Reproduce the listing verbatim from its first line through the line containing "[113,90,131,150]", including both of those lines.

━━━━━ Source material

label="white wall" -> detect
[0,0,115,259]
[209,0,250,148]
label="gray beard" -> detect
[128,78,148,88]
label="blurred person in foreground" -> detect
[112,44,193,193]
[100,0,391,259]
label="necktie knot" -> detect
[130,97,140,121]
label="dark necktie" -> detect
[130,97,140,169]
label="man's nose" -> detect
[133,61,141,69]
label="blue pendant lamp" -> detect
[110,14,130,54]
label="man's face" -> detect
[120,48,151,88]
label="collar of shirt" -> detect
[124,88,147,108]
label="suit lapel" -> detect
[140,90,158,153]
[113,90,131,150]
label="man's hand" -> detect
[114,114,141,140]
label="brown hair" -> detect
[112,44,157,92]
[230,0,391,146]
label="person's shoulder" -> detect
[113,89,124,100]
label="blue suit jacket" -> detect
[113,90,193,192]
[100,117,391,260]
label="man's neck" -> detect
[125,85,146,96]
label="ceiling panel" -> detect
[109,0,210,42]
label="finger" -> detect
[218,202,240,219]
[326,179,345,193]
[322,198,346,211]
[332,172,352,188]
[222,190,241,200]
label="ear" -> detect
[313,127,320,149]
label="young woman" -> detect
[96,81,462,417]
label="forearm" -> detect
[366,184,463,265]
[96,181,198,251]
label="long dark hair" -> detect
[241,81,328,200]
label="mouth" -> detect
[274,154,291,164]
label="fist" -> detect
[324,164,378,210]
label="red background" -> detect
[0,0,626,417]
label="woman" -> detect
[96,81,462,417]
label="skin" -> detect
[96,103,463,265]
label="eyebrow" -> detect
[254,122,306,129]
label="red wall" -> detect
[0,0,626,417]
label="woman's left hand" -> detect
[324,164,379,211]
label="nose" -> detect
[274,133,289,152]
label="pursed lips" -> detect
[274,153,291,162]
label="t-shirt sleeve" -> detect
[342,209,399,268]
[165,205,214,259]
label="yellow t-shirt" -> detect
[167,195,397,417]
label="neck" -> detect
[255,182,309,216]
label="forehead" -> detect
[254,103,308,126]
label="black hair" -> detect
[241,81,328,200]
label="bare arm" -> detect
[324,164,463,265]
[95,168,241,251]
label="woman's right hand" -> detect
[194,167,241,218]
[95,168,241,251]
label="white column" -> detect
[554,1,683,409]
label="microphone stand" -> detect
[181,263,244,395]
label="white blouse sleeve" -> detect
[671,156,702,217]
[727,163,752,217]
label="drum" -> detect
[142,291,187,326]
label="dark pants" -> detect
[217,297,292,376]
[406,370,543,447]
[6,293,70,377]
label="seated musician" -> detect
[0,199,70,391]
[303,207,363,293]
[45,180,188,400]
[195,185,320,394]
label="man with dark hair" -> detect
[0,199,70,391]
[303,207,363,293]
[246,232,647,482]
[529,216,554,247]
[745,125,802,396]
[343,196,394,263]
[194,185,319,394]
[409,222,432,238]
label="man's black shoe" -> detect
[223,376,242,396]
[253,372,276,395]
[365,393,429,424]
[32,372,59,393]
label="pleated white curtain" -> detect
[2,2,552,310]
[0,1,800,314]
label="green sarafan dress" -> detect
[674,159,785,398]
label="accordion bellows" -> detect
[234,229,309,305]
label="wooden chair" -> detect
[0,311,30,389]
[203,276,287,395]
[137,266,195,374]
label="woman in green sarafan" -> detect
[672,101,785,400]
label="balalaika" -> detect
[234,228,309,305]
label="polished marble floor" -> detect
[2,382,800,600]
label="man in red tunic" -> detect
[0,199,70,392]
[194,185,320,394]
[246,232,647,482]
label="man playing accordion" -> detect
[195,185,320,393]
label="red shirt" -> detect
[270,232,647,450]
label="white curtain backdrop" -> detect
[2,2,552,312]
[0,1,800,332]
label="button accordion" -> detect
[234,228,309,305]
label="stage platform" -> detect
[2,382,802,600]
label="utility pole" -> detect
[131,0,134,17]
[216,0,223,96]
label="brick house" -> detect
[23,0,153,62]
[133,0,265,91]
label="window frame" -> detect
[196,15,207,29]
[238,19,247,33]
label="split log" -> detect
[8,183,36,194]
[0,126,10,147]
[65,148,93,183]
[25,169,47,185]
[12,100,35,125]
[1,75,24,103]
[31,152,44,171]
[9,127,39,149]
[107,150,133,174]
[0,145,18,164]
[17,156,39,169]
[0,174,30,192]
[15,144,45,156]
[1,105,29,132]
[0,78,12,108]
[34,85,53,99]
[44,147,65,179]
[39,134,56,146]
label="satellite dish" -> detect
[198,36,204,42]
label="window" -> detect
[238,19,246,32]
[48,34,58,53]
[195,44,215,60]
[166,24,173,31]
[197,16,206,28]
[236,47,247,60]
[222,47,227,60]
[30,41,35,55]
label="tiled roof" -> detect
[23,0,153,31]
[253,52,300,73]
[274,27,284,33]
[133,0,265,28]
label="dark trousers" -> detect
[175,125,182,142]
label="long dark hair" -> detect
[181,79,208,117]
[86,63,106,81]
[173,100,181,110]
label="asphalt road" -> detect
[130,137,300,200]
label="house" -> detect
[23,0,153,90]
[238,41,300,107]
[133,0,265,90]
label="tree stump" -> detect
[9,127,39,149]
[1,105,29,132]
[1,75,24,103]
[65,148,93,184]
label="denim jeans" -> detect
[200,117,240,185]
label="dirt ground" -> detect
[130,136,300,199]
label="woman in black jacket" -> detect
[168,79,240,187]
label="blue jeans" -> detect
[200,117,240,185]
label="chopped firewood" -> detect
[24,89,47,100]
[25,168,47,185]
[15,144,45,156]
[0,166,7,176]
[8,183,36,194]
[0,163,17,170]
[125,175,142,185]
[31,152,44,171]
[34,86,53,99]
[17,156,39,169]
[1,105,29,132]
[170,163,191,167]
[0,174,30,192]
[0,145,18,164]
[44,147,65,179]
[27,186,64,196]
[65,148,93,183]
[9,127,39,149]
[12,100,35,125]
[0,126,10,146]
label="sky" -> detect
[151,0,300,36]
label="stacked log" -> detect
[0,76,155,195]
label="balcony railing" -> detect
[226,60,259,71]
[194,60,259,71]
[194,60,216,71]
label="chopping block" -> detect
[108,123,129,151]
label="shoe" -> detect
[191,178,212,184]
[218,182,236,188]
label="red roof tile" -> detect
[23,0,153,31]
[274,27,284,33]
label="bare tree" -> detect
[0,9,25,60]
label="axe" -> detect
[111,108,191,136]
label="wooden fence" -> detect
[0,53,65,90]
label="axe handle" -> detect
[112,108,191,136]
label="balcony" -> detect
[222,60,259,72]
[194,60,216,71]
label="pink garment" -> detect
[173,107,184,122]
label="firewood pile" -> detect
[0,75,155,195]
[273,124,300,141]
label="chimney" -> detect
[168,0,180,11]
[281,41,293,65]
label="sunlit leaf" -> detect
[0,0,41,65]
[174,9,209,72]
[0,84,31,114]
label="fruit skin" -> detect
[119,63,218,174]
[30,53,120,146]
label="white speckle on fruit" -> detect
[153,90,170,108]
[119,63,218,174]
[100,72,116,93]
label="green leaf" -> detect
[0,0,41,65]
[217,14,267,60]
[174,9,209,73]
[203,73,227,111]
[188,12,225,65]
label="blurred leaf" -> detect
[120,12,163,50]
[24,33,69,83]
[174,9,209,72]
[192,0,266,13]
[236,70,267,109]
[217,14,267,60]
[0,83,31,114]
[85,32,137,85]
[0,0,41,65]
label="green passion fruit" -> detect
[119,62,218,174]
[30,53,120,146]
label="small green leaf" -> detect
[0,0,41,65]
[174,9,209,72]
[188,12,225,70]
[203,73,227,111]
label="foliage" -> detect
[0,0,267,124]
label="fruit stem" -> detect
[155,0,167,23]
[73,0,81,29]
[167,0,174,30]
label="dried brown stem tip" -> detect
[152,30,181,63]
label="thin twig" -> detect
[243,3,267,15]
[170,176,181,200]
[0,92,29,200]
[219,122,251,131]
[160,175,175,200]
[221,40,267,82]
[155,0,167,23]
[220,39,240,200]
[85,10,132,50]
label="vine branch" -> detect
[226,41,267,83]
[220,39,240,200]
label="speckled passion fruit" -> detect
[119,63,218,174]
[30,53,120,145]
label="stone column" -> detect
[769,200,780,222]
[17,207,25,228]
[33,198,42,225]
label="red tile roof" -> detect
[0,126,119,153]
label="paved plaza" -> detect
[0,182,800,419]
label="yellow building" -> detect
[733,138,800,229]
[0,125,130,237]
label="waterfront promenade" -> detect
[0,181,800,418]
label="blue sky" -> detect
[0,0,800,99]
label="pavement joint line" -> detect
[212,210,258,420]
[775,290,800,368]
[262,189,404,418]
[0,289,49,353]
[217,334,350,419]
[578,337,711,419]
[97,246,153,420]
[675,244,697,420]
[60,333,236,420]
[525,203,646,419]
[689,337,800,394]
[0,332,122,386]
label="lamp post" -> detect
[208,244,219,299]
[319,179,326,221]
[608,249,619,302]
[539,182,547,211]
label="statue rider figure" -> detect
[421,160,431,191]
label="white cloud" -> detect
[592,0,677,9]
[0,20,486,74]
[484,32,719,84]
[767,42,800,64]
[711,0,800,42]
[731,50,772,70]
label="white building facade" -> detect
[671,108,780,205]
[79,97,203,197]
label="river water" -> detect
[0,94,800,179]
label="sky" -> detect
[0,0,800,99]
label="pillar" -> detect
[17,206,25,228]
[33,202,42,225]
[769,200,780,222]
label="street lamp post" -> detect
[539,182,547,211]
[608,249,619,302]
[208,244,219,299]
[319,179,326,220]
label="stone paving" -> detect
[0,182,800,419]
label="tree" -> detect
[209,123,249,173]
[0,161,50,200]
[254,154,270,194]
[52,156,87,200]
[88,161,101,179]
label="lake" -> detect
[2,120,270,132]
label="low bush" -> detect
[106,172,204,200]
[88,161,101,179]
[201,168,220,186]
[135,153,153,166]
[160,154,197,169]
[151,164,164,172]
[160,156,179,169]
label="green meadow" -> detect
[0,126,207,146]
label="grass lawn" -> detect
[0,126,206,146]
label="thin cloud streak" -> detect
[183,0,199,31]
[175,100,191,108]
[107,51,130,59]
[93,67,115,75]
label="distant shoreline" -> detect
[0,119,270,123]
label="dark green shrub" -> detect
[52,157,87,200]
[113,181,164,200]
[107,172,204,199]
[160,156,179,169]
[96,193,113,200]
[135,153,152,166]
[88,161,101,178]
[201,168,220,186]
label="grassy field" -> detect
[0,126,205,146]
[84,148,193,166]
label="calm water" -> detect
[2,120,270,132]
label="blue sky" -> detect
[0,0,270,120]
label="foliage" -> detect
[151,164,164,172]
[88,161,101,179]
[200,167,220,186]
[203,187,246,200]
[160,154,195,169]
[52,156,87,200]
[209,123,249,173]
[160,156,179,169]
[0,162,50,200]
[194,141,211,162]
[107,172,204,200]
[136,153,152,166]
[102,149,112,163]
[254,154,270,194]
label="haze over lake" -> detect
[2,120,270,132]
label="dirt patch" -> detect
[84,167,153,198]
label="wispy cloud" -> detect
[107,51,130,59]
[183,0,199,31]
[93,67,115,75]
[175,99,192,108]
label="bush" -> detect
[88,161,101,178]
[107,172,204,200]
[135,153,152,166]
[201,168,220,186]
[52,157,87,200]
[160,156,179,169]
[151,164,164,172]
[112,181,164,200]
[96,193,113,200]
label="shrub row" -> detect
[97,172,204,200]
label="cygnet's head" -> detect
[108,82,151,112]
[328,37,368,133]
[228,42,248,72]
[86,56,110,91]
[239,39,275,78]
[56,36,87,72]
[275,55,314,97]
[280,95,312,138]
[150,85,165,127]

━━━━━━━━━━

• Finished exercise
label="white wall" -> detect
[0,0,115,259]
[209,0,250,148]
label="gray beard" -> detect
[128,78,148,88]
label="blurred person in foreground" -> detect
[112,44,193,193]
[100,0,391,259]
label="necktie knot" -> detect
[130,97,140,121]
label="dark necktie" -> detect
[130,97,140,169]
label="man's nose" -> detect
[133,61,141,69]
label="blue pendant lamp" -> detect
[110,14,130,54]
label="man's face" -> detect
[120,48,151,88]
label="collar of shirt" -> detect
[124,88,147,108]
label="suit lapel" -> detect
[140,90,158,153]
[113,90,131,150]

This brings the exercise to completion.